[Point-per-instance localization data]
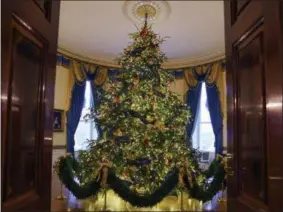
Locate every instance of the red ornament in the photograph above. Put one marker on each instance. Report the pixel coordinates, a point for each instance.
(146, 141)
(117, 99)
(143, 33)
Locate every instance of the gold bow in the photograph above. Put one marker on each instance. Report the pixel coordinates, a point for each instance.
(103, 173)
(184, 171)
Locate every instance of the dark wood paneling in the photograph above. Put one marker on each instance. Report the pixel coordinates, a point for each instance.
(23, 117)
(252, 117)
(28, 76)
(254, 121)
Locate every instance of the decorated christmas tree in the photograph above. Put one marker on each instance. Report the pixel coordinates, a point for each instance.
(143, 145)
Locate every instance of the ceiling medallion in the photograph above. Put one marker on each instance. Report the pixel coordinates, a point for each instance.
(157, 11)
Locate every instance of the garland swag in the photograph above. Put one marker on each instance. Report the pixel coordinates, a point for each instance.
(67, 168)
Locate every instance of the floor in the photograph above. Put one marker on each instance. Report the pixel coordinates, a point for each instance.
(72, 204)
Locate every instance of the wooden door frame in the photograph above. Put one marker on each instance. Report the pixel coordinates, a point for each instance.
(273, 54)
(31, 18)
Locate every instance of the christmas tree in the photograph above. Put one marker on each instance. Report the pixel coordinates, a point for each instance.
(144, 133)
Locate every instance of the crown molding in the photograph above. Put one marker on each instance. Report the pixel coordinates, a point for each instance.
(171, 64)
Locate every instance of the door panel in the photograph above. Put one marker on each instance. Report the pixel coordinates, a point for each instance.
(27, 92)
(23, 116)
(251, 118)
(254, 57)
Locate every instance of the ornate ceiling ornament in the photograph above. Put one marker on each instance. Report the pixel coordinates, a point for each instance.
(157, 11)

[Problem]
Reproduce the records above exactly, leaving out every picture they contain.

[Exercise response]
Locate every instance of the red ornament in the photograph above. Put one marker on each instance. Report the pixel coordinates, a point for each instance.
(146, 141)
(117, 99)
(143, 33)
Locate every instance of the gold bow in the photograph above. Put one marker on each instance. Report the pixel coordinates, a point for each instance.
(103, 173)
(184, 171)
Locate every instance of the dark wood paneling in the photograph above. Put one marker on each instance. Report the pixel coordinates, a point for each instance.
(23, 117)
(252, 117)
(28, 76)
(254, 121)
Locate every instance of the decorated christmas tree in the photograph above. Put one marker on each instance. Report the pixel coordinates, a point for each instance.
(143, 145)
Locate every instance of the ceiling medallion in the photograph above. Put one marker on each instance. Report the pixel coordinates, a point for each instance.
(157, 11)
Locate every instance of the garland swag in the photograph above. Put one marker on each instance. Report the pixel coordinates, a point for each instance.
(67, 168)
Locate every instance of the floor in the photograph above. Put one marker on each instance. Report the pixel coordinates, a point for each instance.
(72, 204)
Locate every instance of the wooden door frame in the photograph above. Put one marker on each instance. Report the pixel coordinates, a point for each instance.
(273, 54)
(31, 18)
Locate every instance of the christmas tree in the photograph above. Put one marker on each instance. Report the pixel coordinates, a point for each instance.
(144, 133)
Locate every instance of the crown molding in the photograph above. Put one marker on each instance. Report the pixel coordinates, a point for each instance.
(171, 64)
Locate every instance of the door panel in the photograph above. Put one marker on each instance. Report the pixel coordinates, a point for each instance.
(27, 92)
(23, 116)
(251, 118)
(254, 57)
Locate every instance of the ornate ceiling ornament in the photograph above. Put one marker on each instance. Report the pixel coordinates, a point for each instance.
(157, 11)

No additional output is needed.